-- Action item --
Each record must be retyped word for word.

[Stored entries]
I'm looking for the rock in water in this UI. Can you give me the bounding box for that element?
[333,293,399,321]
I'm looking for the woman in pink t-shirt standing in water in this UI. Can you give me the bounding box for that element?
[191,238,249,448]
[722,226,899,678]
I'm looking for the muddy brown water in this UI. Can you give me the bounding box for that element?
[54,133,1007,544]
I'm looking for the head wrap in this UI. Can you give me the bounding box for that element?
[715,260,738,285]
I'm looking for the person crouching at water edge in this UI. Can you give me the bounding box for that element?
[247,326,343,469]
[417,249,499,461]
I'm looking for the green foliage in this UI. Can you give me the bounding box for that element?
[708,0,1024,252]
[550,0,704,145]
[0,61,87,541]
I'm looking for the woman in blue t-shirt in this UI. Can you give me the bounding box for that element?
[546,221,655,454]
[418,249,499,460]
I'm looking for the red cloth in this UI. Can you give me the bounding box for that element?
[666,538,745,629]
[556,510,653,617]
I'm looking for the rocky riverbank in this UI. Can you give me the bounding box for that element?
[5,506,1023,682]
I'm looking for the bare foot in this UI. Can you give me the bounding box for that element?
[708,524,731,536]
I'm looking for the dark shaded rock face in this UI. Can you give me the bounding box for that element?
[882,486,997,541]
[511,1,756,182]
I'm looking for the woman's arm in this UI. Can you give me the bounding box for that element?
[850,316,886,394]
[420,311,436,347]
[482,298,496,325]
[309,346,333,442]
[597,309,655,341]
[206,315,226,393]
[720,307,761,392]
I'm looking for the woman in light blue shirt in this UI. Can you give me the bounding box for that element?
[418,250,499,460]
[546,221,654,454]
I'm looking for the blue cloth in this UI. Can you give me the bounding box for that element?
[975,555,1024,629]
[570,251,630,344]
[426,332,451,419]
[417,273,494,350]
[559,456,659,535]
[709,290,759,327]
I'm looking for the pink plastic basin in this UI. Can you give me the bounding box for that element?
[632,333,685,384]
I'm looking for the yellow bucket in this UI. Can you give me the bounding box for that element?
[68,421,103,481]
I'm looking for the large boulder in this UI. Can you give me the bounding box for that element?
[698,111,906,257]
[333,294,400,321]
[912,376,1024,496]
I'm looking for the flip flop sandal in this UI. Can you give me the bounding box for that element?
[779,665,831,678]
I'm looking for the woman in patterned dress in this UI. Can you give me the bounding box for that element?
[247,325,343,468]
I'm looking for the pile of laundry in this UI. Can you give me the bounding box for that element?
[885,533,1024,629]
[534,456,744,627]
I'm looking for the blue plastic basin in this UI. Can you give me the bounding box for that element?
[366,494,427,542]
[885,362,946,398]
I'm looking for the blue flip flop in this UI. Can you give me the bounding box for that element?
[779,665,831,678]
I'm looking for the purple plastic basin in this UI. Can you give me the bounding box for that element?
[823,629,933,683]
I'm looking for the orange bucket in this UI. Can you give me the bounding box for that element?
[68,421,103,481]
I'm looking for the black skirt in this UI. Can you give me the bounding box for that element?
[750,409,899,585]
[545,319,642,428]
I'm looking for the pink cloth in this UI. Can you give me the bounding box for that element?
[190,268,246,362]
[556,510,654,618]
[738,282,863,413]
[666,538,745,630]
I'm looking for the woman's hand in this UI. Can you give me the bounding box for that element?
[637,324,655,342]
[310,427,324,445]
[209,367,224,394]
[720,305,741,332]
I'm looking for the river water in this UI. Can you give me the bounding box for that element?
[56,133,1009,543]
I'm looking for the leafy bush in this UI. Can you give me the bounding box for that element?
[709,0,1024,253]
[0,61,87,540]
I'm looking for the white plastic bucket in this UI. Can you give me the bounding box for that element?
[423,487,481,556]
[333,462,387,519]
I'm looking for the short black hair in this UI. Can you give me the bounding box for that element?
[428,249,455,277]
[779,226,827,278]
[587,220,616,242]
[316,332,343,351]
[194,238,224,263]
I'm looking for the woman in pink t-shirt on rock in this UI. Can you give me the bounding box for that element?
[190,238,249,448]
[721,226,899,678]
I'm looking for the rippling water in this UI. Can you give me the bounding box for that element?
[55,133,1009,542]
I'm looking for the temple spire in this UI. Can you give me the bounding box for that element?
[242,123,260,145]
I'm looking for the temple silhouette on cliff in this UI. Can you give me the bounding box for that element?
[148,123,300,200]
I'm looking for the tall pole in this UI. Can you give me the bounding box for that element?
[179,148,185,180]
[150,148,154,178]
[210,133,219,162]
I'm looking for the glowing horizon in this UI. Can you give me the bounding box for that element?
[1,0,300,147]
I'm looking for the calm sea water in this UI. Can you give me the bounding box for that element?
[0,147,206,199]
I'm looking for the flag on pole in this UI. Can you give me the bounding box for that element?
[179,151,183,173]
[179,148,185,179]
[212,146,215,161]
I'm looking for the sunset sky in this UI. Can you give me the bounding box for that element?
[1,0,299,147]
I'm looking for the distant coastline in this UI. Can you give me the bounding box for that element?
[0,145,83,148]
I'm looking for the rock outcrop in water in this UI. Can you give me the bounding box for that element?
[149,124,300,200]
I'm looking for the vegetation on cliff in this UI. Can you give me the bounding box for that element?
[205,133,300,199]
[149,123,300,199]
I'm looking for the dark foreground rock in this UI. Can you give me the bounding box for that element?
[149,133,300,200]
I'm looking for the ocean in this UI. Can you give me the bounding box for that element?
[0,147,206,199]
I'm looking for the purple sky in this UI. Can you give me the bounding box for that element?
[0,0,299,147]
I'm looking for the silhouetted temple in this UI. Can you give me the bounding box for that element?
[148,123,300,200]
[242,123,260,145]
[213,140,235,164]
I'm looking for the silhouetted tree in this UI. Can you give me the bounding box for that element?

-- Task output --
I'm looking for the rock in water in this UI. Can you give me the bounding box for that element?
[333,293,399,321]
I'm looking for the woman in pink t-shirt standing in water in this UI. Can you give me the bounding box for that element?
[191,238,249,448]
[722,226,899,678]
I'm looking for the muddy brown water in this UI. Can you give me the bounding box for that element?
[54,133,1007,544]
I'm looking for the head wrap in this UI. Can you give me the bounding box for that element?
[715,260,738,285]
I'm looking for the person crouching at water edge in this UI. Can you give me the bounding box for that element?
[247,326,343,469]
[417,249,499,461]
I'm looking for the green foliage in this UI. Can you give me the bounding box for that element?
[708,0,1024,252]
[550,0,704,145]
[0,61,87,541]
I'm looking for the woman in blue t-shirt in this UI. Can you give me the bounding box for that element?
[546,221,655,454]
[418,249,499,460]
I'm looking for the red cloth in this UI. Can you give me the bounding box for that element?
[666,538,745,629]
[556,510,653,617]
I'm looking for the rocky riverbank in this UI. Can you give me the bounding box for that element?
[5,506,1023,682]
I'm looking for the bare foot in this UI. Can you give me the bounding box for that element?
[708,524,731,536]
I'm looking for the dark shaded rock face in this UI. Can you give me the bounding box for that element?
[882,486,997,541]
[511,1,756,182]
I'm looking for the woman's arm in this UI. Can you give me the bounding box for that element?
[850,316,886,394]
[420,311,436,347]
[482,298,496,325]
[309,346,333,442]
[597,309,655,341]
[206,315,226,393]
[720,307,761,392]
I'm looking for the woman in light blue shirt in this UI. Can you give me the bounding box for that element?
[418,250,499,460]
[546,221,654,454]
I'm looking for the blue cloth in this UI. Can you give me the bounding box for that element?
[975,555,1024,629]
[570,251,630,344]
[426,332,451,419]
[417,273,494,350]
[559,456,659,535]
[709,290,759,327]
I'm looking for the pink plastic basin in this UI. Can you give me the bounding box for that element?
[632,333,685,384]
I'm looking for the yellow bucket in this UI. Can you give me the bounding box for that element?
[68,421,103,481]
I'm looking for the large boulder in this UI. Can you give me the bounding box for that element?
[698,111,906,257]
[333,294,400,321]
[912,376,1024,496]
I'm looking for the flip flop sandal in this UI. Can you give me the bounding box for that element?
[779,665,831,678]
I'm looking for the woman in patterned dress in this UI. Can you give me the bounding box for that element?
[247,325,343,468]
I'm looking for the pile of laundry in this UI. Can you give me the bounding box for that element?
[885,533,1024,629]
[534,456,744,627]
I'm looking for the blue plastic basin in this UI. Can you give me the bounding box for that element?
[366,494,427,542]
[885,362,946,398]
I'm looking for the blue flip flop in this UI. Can you give me the bounding box for that element?
[779,665,831,678]
I'm looking for the purple plastic basin in this UI. Can you give me the bounding box for that element?
[823,629,933,683]
I'm looking for the orange bucket in this UI. Can you give me the bounding box for that element?
[68,421,103,481]
I'm looking for the black skirt in this UI. Can you give me the bounding box for that element?
[750,409,899,585]
[545,319,642,428]
I'm looking for the pink cloth in this UI. Can you give me the bounding box for that element?
[190,268,246,362]
[556,510,654,618]
[738,282,863,413]
[666,538,745,630]
I'm looking for the woman's hand in this UI. Can you give me the bounding box for that element?
[637,324,655,342]
[310,427,324,445]
[209,367,224,394]
[720,305,741,332]
I'm looking for the river water in this UI. Can you give me the bounding box for that element?
[56,133,1009,543]
I'm looking for the leafy bush in this UI. Can you give me the bounding box for that element?
[709,0,1024,253]
[0,61,87,540]
I'm looking for the white plastic bucket in this UI. Can you give me the bounding box for that element?
[423,487,481,556]
[333,462,387,519]
I'm looking for the short black hair in this UI. Can you give me the bounding box for that element?
[428,249,455,277]
[779,226,827,278]
[587,220,616,242]
[316,332,343,351]
[194,238,224,263]
I'm looking for the woman in pink t-shirt on rock in this UI. Can you give me the bounding box for that element?
[190,238,249,448]
[721,226,899,678]
I'm looking for the rippling water in this UI. Can you give me the bounding box for that element?
[55,133,1009,542]
I'm looking for the temple spire in this UI. Can you give me the bounding box for that element?
[242,123,260,145]
I'm looking for the temple silhouette on cliff in this UI. Can you give me the bounding box for that element?
[148,123,300,200]
I'm looking for the tall pole in this UI. Can you give me the bounding box for that element?
[179,148,185,180]
[150,148,154,178]
[210,133,219,162]
I'm looking for the glowing horizon in this UI. Can you give me the bounding box for that element?
[1,0,300,147]
I'm looking for the calm sea water in this UI. Can you give me the bounding box for that element?
[0,147,206,199]
I'm looking for the flag on pole in this UI. Can you give me the bounding box for that element?
[179,151,183,173]
[179,148,185,179]
[212,146,215,161]
I'm looking for the sunset sky in this UI. Can you give me the bounding box for that element?
[1,0,299,147]
I'm looking for the distant coastline in this UI. Can you give me the bounding box for that element?
[0,145,83,148]
I'm looking for the rock outcrop in water in this UI. Can you give me the bounding box for that element?
[149,124,300,200]
I'm looking for the vegetation on cliff in this UI. Can you give me the bounding box for that element?
[205,133,300,199]
[149,123,300,199]
I'm looking for the dark foreground rock in this UI. Can you give me the bounding box for that element?
[149,133,300,200]
I'm looking for the ocean in this UI. Can you give me the bounding box for that element?
[0,147,206,199]
I'm looking for the purple sky in this UI. Can you give me the bounding box for that element?
[0,0,299,147]
I'm looking for the silhouetted temple in this UI. Can you give me the bounding box for that element?
[148,123,300,200]
[242,123,260,145]
[213,140,235,164]
I'm looking for the silhouetted tree in this UI. Can you give me the bounding box for that element?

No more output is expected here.